▸ **PASSAGE**:
DEAR BOB: In recent months, there have been several letters in your column from readers who can't make their monthly mortgage payments and who were trying to deed the property to the mortgage company. My problem is similar, but I have about $11,000 equity in my $130,000 condo, which I hate to lose. There is a glut of condos for sale in my area, and the two fine real estate brokers who have listed my condo for sale in the last six months failed to bring me any purchase offers. I am now almost $4,000 behind in my mortgage payments because of unemployment and illness. Refinancing my $119,000 mortgage is out of the question because I just started back to work. I wrote to the mortgage company about paying off the $4,000 at $500 per month, but it has refused and has already started foreclosure. What should I do? -- Kurt R.
DEAR KURT: Recently, I have received many letters similar to yours where the borrower has difficult choices to make, especially if the mortgage lender is uncooperative. It appears your condo has declined in market value since you bought it, putting you in a precarious situation. Here is a list of possibilities to consider:
(1) Borrow the $4,000 to reinstate the mortgage at a bank, savings and loan, credit union or finance company. Unless you have terrible credit, you should be able to borrow this amount on an unsecured basis. Or if you have Visa or MasterCard accounts, perhaps you can get the credit limit increased to $4,000 and take a cash advance to reinstate your mortgage.
(2) Sell the condo for nothing down to a reliable buyer who can either qualify for a new mortgage or assume your old mortgage. Be sure you are released from any further liability, in case the buyer defaults on the loan.
However, since you have very little equity left, the typical real estate agent's sales commission of 6 percent on the $130,000 sales price is about $7,800, which would mean you would have to come up with at least $800 out of your own pocket to sell the condo. Perhaps a sympathetic agent will sell your condo for a $7,000 fee.
(3) Deed the condo to the lender in return for a release of liability for any deficiency loss the lender might incur. This is not easy because lenders do not want to own condos (which are a major problem, in most areas, because of the glutted marketplace). As a last resort, you could record a deed in lieu of foreclosure or quit claim deed to the lender, which the lender will probably accept rather than send it back. Consult your attorney for further details.

▸ **DATA SUPPLIED**:
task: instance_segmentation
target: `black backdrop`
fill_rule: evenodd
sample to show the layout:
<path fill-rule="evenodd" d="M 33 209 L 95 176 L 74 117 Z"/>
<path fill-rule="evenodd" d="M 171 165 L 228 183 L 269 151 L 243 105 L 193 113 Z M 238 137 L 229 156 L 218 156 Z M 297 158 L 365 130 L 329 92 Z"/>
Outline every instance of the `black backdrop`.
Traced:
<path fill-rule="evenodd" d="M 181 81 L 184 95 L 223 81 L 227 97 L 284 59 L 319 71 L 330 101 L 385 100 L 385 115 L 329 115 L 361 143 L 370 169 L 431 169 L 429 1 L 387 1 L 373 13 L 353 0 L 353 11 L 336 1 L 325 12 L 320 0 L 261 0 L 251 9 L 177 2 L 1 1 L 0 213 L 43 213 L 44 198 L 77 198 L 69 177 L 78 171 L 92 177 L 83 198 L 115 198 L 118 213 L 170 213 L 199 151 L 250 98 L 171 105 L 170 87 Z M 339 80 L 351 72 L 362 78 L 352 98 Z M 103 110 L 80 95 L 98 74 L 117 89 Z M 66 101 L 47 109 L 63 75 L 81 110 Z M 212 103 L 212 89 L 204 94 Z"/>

▸ **TASK INSTRUCTIONS**:
1. Write out the part of the advice column that begins with the words containing "(2) Sell the" and ends with "on the loan.".
2. In the advice column, which kinds of institutions are named as places where the $4,000 could be borrowed to reinstate the mortgage?

▸ **LIST OF SOLUTIONS**:
1.
(2) Sell the condo for nothing down to a reliable buyer who can either qualify for a new mortgage or assume your old mortgage. Be sure you are released from any further liability, in case the buyer defaults on the loan.

2.
- bank
- savings and loan
- credit union
- finance company